What you will do:
Rewrite the records below, substituting "whole-number pixel coordinates" for every occurrence of "integer pixel coordinates" and leaving all other text unchanged.

Entries shown:
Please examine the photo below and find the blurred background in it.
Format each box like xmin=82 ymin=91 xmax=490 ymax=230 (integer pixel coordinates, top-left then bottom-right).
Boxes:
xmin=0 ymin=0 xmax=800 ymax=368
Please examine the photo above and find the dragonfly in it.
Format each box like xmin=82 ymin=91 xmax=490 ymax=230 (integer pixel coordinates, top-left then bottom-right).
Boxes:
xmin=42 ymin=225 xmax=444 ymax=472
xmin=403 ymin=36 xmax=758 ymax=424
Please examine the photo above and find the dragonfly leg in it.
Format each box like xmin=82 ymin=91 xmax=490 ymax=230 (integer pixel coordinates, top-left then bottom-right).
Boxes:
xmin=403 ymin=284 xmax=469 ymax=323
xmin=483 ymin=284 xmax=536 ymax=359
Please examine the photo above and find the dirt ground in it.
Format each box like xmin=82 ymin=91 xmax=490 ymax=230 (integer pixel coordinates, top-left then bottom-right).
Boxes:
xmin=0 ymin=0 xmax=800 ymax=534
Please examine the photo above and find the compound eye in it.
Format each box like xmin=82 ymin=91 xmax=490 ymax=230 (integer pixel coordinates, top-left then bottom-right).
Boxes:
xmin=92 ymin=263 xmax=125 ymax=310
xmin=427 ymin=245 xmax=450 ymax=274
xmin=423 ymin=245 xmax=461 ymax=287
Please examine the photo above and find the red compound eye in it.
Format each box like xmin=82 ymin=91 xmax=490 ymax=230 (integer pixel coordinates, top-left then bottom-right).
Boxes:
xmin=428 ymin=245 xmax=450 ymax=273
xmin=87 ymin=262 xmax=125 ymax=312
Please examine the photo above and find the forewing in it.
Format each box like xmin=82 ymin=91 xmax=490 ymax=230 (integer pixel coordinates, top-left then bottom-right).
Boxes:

Reply:
Please examine the photo below and find the blurred background in it.
Format each box like xmin=82 ymin=91 xmax=490 ymax=230 (whole-number pixel coordinates, top-left then bottom-right).
Boxes:
xmin=0 ymin=0 xmax=800 ymax=368
Please examine the photo above and find the dragonfly in it.
Format each box like xmin=82 ymin=91 xmax=490 ymax=230 (whole-number pixel coordinates, top-left then bottom-right).
Boxes:
xmin=42 ymin=225 xmax=444 ymax=472
xmin=403 ymin=36 xmax=758 ymax=424
Please examine the photo above and find the dragonfly leg in it.
Format each box like xmin=82 ymin=91 xmax=490 ymax=230 (whole-number pixel coordinates, top-left then bottom-right).
Boxes:
xmin=403 ymin=284 xmax=469 ymax=323
xmin=483 ymin=284 xmax=536 ymax=359
Please examine the photo above and find the dirt ground in it.
Format each box like xmin=82 ymin=91 xmax=490 ymax=230 (whole-number pixel coordinates, top-left then bottom-right).
Boxes:
xmin=0 ymin=0 xmax=800 ymax=534
Please examine the photo above and find the compound eye in it.
Format each box like xmin=82 ymin=91 xmax=490 ymax=230 (whole-number pixel coordinates, top-left then bottom-right).
Boxes:
xmin=92 ymin=263 xmax=125 ymax=310
xmin=427 ymin=245 xmax=450 ymax=274
xmin=423 ymin=245 xmax=461 ymax=287
Please examine the photo above and find the red compound eye in it.
Format each box like xmin=82 ymin=91 xmax=490 ymax=230 (whole-number pixel coordinates, top-left then bottom-right).
Boxes:
xmin=428 ymin=245 xmax=450 ymax=273
xmin=87 ymin=262 xmax=125 ymax=312
Please examine the photo above and find the forewing in it.
Format each box like xmin=82 ymin=91 xmax=490 ymax=230 (whole-number pixel coordinates, top-left then bottom-right).
Boxes:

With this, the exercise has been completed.